→ **EXERCISE GOAL**
Find each line below that contains the word "front", and copy all of those lines in full.

[Part of a data file]
┌──
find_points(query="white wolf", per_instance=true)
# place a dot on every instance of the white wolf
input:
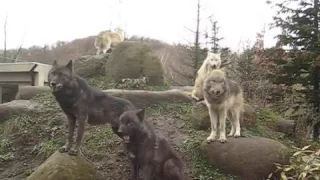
(105, 38)
(212, 61)
(224, 98)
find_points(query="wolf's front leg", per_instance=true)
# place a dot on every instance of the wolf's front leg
(214, 122)
(147, 172)
(71, 126)
(222, 126)
(81, 124)
(135, 169)
(237, 123)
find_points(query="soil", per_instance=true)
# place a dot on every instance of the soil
(104, 150)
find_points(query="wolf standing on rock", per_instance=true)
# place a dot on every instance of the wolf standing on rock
(224, 98)
(212, 61)
(83, 103)
(148, 151)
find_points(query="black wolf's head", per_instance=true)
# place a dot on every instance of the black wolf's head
(131, 124)
(60, 76)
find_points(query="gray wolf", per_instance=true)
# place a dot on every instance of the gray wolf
(148, 151)
(83, 103)
(104, 39)
(212, 61)
(224, 99)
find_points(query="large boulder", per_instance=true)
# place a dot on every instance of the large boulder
(89, 65)
(247, 158)
(61, 166)
(134, 60)
(201, 118)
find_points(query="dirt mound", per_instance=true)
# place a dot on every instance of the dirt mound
(87, 66)
(63, 166)
(248, 158)
(134, 60)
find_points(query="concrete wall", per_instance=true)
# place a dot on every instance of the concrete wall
(19, 73)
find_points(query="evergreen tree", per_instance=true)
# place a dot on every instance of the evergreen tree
(299, 22)
(215, 39)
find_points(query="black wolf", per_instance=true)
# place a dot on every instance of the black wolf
(81, 102)
(148, 151)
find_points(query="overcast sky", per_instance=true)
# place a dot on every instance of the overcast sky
(39, 22)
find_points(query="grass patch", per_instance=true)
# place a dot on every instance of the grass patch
(46, 148)
(100, 140)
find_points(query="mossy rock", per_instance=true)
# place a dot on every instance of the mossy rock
(134, 60)
(246, 158)
(62, 166)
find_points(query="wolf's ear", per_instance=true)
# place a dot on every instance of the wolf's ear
(140, 114)
(55, 63)
(69, 65)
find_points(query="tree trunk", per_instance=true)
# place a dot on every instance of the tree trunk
(196, 43)
(316, 67)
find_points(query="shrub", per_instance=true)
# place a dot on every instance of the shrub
(304, 164)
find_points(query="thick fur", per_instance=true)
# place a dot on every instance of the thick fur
(148, 151)
(105, 38)
(83, 103)
(212, 61)
(224, 99)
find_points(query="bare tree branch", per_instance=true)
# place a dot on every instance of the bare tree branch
(5, 38)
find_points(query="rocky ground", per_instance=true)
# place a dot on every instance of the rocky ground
(31, 137)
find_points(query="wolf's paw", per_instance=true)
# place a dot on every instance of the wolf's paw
(73, 152)
(210, 139)
(64, 149)
(223, 140)
(193, 96)
(236, 135)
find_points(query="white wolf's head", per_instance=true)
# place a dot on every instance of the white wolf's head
(213, 60)
(118, 30)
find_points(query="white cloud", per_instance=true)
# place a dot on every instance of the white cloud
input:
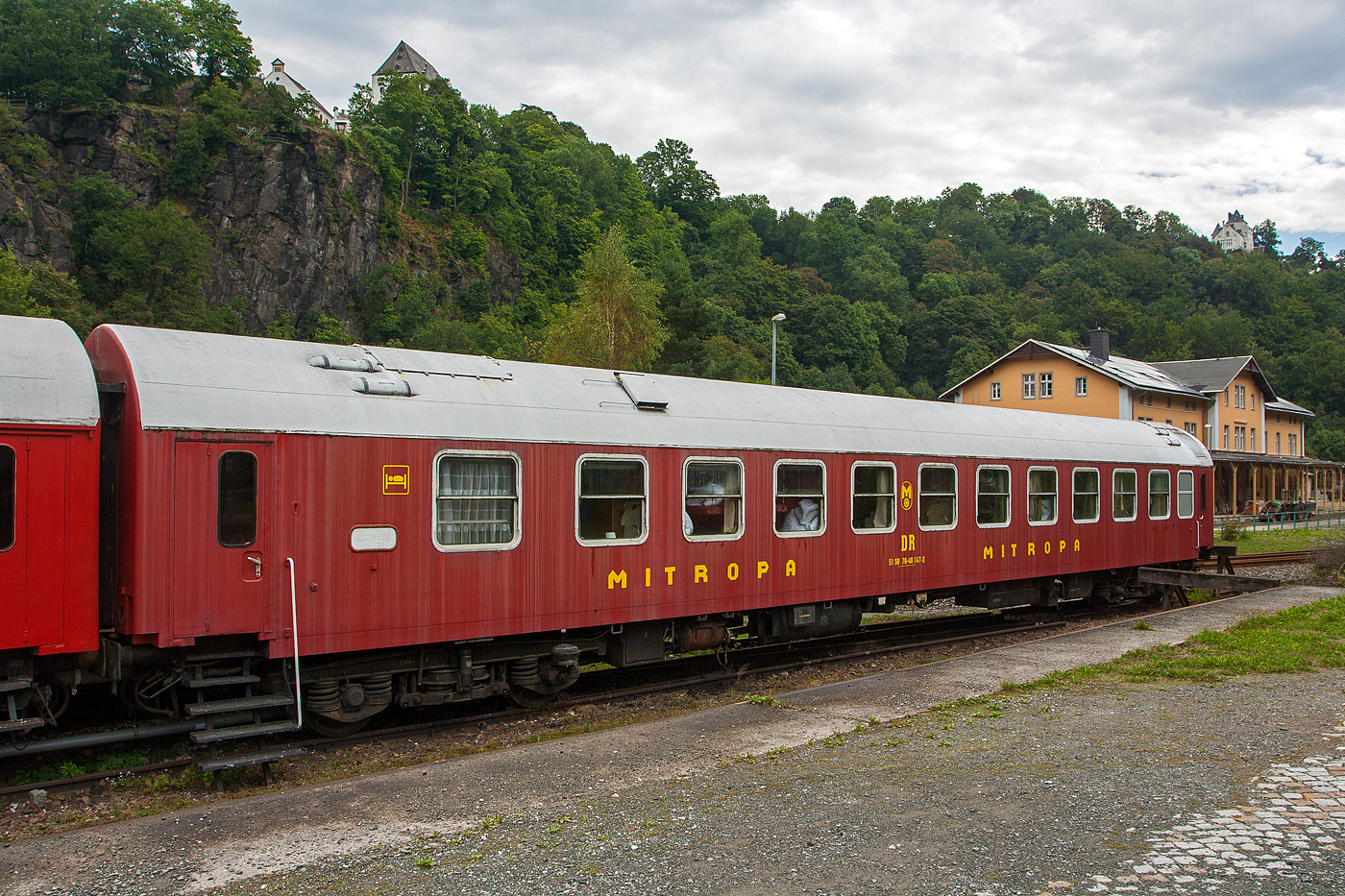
└──
→ **RESULT OF THIS TASK**
find_points(query="wolf's front leg", per_instance=true)
# place a dot on every instance of the wolf's front leg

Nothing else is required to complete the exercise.